*** Extracted material Section Begins ***
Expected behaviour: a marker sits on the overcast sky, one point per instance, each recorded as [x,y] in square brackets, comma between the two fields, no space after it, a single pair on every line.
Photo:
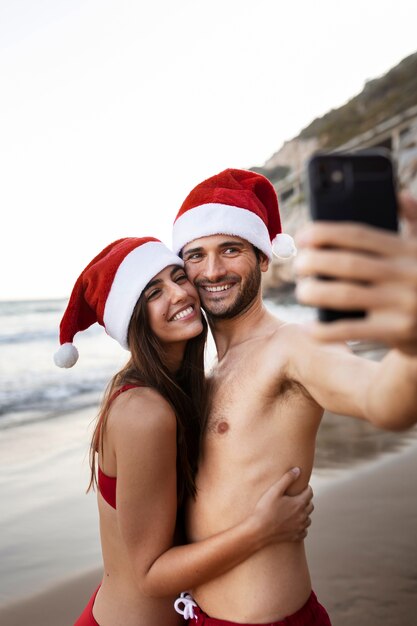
[112,110]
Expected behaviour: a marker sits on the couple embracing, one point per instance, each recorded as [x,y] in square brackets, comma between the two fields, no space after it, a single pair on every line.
[202,478]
*** Extracted material Section Ends ***
#### [Required action]
Every record is to be repeated exactly, and no picture is carried over.

#### [Response area]
Expected behaviour: a marker sits on the overcast sky, one point per instance, each recorded as [x,y] in square brackets, comma between the two fields, no space after it, a single pair on every line.
Photo:
[112,110]
Expected behaviour: a marker sits on the couple embracing, one point per instance, each recorded as [x,y] in square brackets, comma between the two fields, no space after it, a single pair on every line.
[202,478]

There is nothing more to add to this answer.